>> Start TEXT SHOWN
A Tale of Two Cities Charles Dickens
The Lord of the Rings J.R.R. Tolkien
And Then There Were None Agatha Christie
The Hobbit J.R.R. Tolkien
She H. Rider Haggard
The Catcher in the Rye J.D. Salinger
The Alchemist Paulo Coelho
The Da Vinci Code Dan Brown
The Name of the Rose Umberto Eco
Harry Potter / Deathly Hallows J.K. Rowling
Jonathon Livingston Seagull Richard Bach
To Kill a Mockingbird Harper Lee
Valley of the Dolls Jacqueline Susann
Gone with the Wind Margaret Mitchell
One Hundred Years of Solitude Gabriel García Márquez
The Godfather Mario Puzo
Jaws Peter Benchley
Shōgun James Clavell
The Pillars of the Earth Ken Follett
Perfume Patrick Süskind
The Horse Whisperer Nicholas Evans
Now, given this list, I look for patterns in order to determine the elements that make a bestseller.
Let’s start with the settings. How many of the books distance the reader from current time and space?
You’ll notice that the first book on our list takes place six decades before the readers of the 1860s were around. Most of the readers wouldn’t have been alive. It would be like me writing about JFK. Also, the book is set in two countries – England and France. In other words, no matter where you were living, the book offered some escape from the contemporary setting.
>> End TEXT SHOWN
PROBLEM SET:
1. Check each statement against the passage on bestsellers, answering yes or no and quoting the exact words that decide it: (a) The list includes The Hobbit by J.R.R. Tolkien. (b) The first book on the list is set in a single country. (c) The writer compares setting a book in the past to writing about JFK.
2. Resume the passage on bestsellers right after its last sentence, and keep it in the same voice.
The listing isn't needed for any of these tasks.
>> Start RECORDED INFORMATION
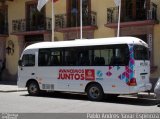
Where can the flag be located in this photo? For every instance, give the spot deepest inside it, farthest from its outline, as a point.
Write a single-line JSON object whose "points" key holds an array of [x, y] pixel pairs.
{"points": [[41, 3], [117, 2]]}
>> End RECORDED INFORMATION
ANSWERS TO THE PROBLEMS:
1.
(a) Yes: "The Hobbit J.R.R. Tolkien"
(b) No: "the book is set in two countries – England and France"
(c) Yes: "It would be like me writing about JFK."

2.
As you scroll through the list, you’ll notice that about 35% of the novels are set in complete fantasy worlds. Most of the rest had historical ties. In each case where the novel doesn’t distance the reader from the modern world, most of the novels take you someplace that you would like to go – a seaside resort, an island retreat, and so on.
So offering your reader escape seems to be something that most bestsellers have in common both in books and in movies. In Writing the Blockbuster Novel, Zuckerman says you should look to set your tale in places where the reader might want to go – exotic destinations like New York, Bombay, and London abound.
But what if you don’t want to set your book in one of those places? That’s all right, too. You can still entice your reader into your setting. For example, if I were setting a novel in Rigby, Idaho I might consider talking about the things that make Rigby one of the great destinations in the world – clear sunny skies, neighbors with high values, wild elk bedding down on the banks of the Snake River, and so on.
This is a key even in my genre of fantasy. Tolkien sold a lot of books, but one of the real reasons why is that Middle Earth is a great place to be. The Shire with its gentle Hobbits, its bounteous gardens and its innocence is a great place to go if you want to get away from real-world stress.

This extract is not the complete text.